- [EXERCISE DETAILS]:
Reproduce the data that follows precisely.

- [RECORDS FOR THIS TASK]:
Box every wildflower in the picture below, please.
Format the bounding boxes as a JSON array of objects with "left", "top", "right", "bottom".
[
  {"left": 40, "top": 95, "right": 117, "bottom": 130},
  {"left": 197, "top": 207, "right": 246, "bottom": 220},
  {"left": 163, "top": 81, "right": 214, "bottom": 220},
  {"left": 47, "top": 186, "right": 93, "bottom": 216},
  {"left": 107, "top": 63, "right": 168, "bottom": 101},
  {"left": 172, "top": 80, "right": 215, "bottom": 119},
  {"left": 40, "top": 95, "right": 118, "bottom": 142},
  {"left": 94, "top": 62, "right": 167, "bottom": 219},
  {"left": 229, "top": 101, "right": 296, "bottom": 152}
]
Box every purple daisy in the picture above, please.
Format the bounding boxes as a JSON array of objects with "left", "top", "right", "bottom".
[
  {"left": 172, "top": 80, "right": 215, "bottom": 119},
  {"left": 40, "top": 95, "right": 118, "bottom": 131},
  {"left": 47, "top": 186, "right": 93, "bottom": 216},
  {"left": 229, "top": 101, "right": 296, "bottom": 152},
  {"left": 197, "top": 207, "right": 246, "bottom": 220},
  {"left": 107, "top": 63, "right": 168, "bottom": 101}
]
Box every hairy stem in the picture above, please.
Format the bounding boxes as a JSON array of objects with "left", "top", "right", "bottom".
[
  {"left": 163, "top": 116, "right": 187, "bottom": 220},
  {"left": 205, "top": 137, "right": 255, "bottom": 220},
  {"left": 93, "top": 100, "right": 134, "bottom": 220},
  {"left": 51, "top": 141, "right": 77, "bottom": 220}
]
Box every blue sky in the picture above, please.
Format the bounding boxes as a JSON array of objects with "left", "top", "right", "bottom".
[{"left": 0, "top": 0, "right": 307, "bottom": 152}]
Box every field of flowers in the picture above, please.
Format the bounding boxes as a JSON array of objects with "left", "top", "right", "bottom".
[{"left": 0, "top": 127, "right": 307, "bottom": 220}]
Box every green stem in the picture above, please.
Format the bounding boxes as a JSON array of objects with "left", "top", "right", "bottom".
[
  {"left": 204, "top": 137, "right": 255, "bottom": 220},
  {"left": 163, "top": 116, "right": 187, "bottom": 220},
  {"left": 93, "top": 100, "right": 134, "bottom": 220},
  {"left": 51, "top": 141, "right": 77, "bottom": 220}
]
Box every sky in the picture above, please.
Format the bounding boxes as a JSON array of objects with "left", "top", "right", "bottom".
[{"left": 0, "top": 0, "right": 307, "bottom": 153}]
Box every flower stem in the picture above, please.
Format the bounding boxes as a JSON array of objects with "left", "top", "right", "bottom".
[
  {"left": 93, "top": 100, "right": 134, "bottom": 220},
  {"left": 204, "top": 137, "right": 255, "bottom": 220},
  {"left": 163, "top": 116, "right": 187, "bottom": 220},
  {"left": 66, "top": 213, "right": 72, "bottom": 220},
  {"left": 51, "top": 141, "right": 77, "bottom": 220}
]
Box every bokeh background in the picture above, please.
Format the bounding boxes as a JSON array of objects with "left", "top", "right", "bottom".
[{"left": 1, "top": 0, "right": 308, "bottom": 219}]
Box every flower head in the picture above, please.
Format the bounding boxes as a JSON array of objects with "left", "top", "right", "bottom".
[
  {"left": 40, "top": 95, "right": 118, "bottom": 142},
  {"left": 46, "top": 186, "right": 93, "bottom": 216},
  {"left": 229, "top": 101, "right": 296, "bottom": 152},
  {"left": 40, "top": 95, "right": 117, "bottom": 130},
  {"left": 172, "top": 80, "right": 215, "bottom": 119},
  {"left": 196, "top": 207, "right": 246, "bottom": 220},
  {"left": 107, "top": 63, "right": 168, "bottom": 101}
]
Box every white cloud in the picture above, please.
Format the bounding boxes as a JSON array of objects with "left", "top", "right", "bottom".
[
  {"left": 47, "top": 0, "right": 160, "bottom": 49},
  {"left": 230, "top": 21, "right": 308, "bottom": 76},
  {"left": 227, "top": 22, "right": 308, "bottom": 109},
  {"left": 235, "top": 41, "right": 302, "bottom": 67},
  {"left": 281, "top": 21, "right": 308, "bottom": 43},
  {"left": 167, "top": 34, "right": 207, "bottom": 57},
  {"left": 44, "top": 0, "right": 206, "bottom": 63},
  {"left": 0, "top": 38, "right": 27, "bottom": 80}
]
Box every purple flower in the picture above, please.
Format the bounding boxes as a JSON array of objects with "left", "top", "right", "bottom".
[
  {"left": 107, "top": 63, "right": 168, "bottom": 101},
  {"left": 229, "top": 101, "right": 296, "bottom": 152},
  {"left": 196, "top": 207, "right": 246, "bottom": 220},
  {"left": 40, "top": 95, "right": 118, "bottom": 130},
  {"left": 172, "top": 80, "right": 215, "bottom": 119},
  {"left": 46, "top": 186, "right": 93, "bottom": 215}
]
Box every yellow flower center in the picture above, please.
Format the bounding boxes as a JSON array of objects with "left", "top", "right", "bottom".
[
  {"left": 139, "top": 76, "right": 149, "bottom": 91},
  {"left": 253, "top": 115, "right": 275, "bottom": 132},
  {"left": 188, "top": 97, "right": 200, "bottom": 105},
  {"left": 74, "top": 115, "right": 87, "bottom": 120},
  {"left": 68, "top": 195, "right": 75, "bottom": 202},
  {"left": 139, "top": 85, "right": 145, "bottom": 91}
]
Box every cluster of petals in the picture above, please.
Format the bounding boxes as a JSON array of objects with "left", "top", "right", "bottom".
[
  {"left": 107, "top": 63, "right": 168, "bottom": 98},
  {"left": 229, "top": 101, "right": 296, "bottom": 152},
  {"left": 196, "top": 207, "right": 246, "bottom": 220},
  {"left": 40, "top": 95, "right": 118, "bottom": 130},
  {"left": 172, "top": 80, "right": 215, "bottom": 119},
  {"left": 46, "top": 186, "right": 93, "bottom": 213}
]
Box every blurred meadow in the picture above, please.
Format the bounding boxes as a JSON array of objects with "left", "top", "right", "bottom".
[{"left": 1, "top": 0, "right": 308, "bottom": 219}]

- [THE ANSWER]:
Box every wildflower in the picture below, please.
Format the bounding boxes as a JSON array of objects with "left", "top", "right", "bottom".
[
  {"left": 40, "top": 95, "right": 117, "bottom": 130},
  {"left": 197, "top": 207, "right": 246, "bottom": 220},
  {"left": 163, "top": 81, "right": 214, "bottom": 220},
  {"left": 47, "top": 186, "right": 93, "bottom": 216},
  {"left": 107, "top": 63, "right": 168, "bottom": 101},
  {"left": 172, "top": 80, "right": 215, "bottom": 119},
  {"left": 40, "top": 95, "right": 118, "bottom": 142},
  {"left": 94, "top": 62, "right": 167, "bottom": 219},
  {"left": 229, "top": 101, "right": 296, "bottom": 152}
]
Box every purple daisy in the picture above, please.
Format the bounding boxes as a JSON array of objects with "left", "top", "right", "bottom".
[
  {"left": 172, "top": 80, "right": 215, "bottom": 119},
  {"left": 40, "top": 95, "right": 118, "bottom": 131},
  {"left": 47, "top": 186, "right": 93, "bottom": 216},
  {"left": 229, "top": 101, "right": 296, "bottom": 152},
  {"left": 197, "top": 207, "right": 246, "bottom": 220},
  {"left": 107, "top": 63, "right": 168, "bottom": 101}
]
Box every hairy stem in the picture above, please.
Format the bounding boxes as a JSON array of objects with "left", "top", "right", "bottom".
[
  {"left": 163, "top": 116, "right": 187, "bottom": 220},
  {"left": 205, "top": 137, "right": 255, "bottom": 220},
  {"left": 93, "top": 100, "right": 134, "bottom": 220},
  {"left": 51, "top": 141, "right": 77, "bottom": 220}
]
Box every blue sky in the picture above, please.
Format the bounding boxes as a JSON array of objects with "left", "top", "right", "bottom".
[{"left": 0, "top": 0, "right": 307, "bottom": 152}]
Box every field of flowers in the picture above, please.
Format the bounding boxes as a JSON array of objects with "left", "top", "right", "bottom".
[{"left": 0, "top": 127, "right": 307, "bottom": 220}]
Box every green stem in the picture above, please.
Format the bounding boxes as a JSON array of objects with "left", "top", "right", "bottom".
[
  {"left": 204, "top": 137, "right": 255, "bottom": 220},
  {"left": 163, "top": 116, "right": 187, "bottom": 220},
  {"left": 93, "top": 100, "right": 134, "bottom": 220},
  {"left": 51, "top": 141, "right": 77, "bottom": 220}
]
Box every sky in the picture above, please.
Format the bounding boxes as a JSON array of objects with "left", "top", "right", "bottom".
[{"left": 0, "top": 0, "right": 307, "bottom": 153}]
Box every flower stem in the picture above, please.
Format the bounding boxes as a JSON array of objects with "left", "top", "right", "bottom".
[
  {"left": 93, "top": 100, "right": 134, "bottom": 220},
  {"left": 204, "top": 137, "right": 255, "bottom": 220},
  {"left": 163, "top": 116, "right": 187, "bottom": 220},
  {"left": 66, "top": 213, "right": 72, "bottom": 220},
  {"left": 51, "top": 141, "right": 77, "bottom": 220}
]
Box every bokeh background in the picture above, please.
Format the bounding boxes as a JSON array of objects with "left", "top", "right", "bottom".
[{"left": 1, "top": 0, "right": 308, "bottom": 219}]
Box every flower head in the picture above, please.
Format the bounding boxes as a JSON array of objects with "left", "top", "right", "bottom".
[
  {"left": 40, "top": 95, "right": 118, "bottom": 142},
  {"left": 46, "top": 186, "right": 93, "bottom": 216},
  {"left": 229, "top": 101, "right": 296, "bottom": 152},
  {"left": 40, "top": 95, "right": 117, "bottom": 130},
  {"left": 172, "top": 80, "right": 215, "bottom": 119},
  {"left": 196, "top": 207, "right": 246, "bottom": 220},
  {"left": 107, "top": 63, "right": 168, "bottom": 101}
]
Box every white cloud in the picture above, please.
Format the bounding boxes as a JSON array of objects with "left", "top", "right", "bottom".
[
  {"left": 47, "top": 0, "right": 160, "bottom": 49},
  {"left": 230, "top": 21, "right": 308, "bottom": 76},
  {"left": 227, "top": 22, "right": 308, "bottom": 109},
  {"left": 235, "top": 41, "right": 302, "bottom": 67},
  {"left": 281, "top": 21, "right": 308, "bottom": 43},
  {"left": 167, "top": 34, "right": 207, "bottom": 57},
  {"left": 44, "top": 0, "right": 206, "bottom": 63},
  {"left": 0, "top": 38, "right": 27, "bottom": 80}
]
Box every purple flower in the picture above, please.
Format the bounding boxes as a JSON array of objects with "left", "top", "right", "bottom".
[
  {"left": 107, "top": 63, "right": 168, "bottom": 101},
  {"left": 229, "top": 101, "right": 296, "bottom": 152},
  {"left": 196, "top": 207, "right": 246, "bottom": 220},
  {"left": 40, "top": 95, "right": 118, "bottom": 130},
  {"left": 172, "top": 80, "right": 215, "bottom": 119},
  {"left": 46, "top": 186, "right": 93, "bottom": 215}
]
Box every yellow flower center in the picture above, please.
Format the bounding boxes as a JSON array of objects with "left", "top", "right", "bottom".
[
  {"left": 139, "top": 76, "right": 149, "bottom": 91},
  {"left": 253, "top": 115, "right": 275, "bottom": 132},
  {"left": 188, "top": 97, "right": 200, "bottom": 105},
  {"left": 74, "top": 115, "right": 87, "bottom": 120},
  {"left": 68, "top": 195, "right": 75, "bottom": 202},
  {"left": 139, "top": 85, "right": 145, "bottom": 91}
]
Box every cluster of petals in the picture above, please.
Format the bounding boxes as a JSON array of objects with "left", "top", "right", "bottom".
[
  {"left": 107, "top": 63, "right": 168, "bottom": 98},
  {"left": 229, "top": 101, "right": 296, "bottom": 152},
  {"left": 196, "top": 207, "right": 246, "bottom": 220},
  {"left": 40, "top": 95, "right": 118, "bottom": 130},
  {"left": 172, "top": 80, "right": 215, "bottom": 119},
  {"left": 46, "top": 186, "right": 93, "bottom": 213}
]
Box every blurred meadow in the picture above, please.
Format the bounding boxes as a JSON array of objects with "left", "top", "right", "bottom".
[{"left": 1, "top": 0, "right": 308, "bottom": 219}]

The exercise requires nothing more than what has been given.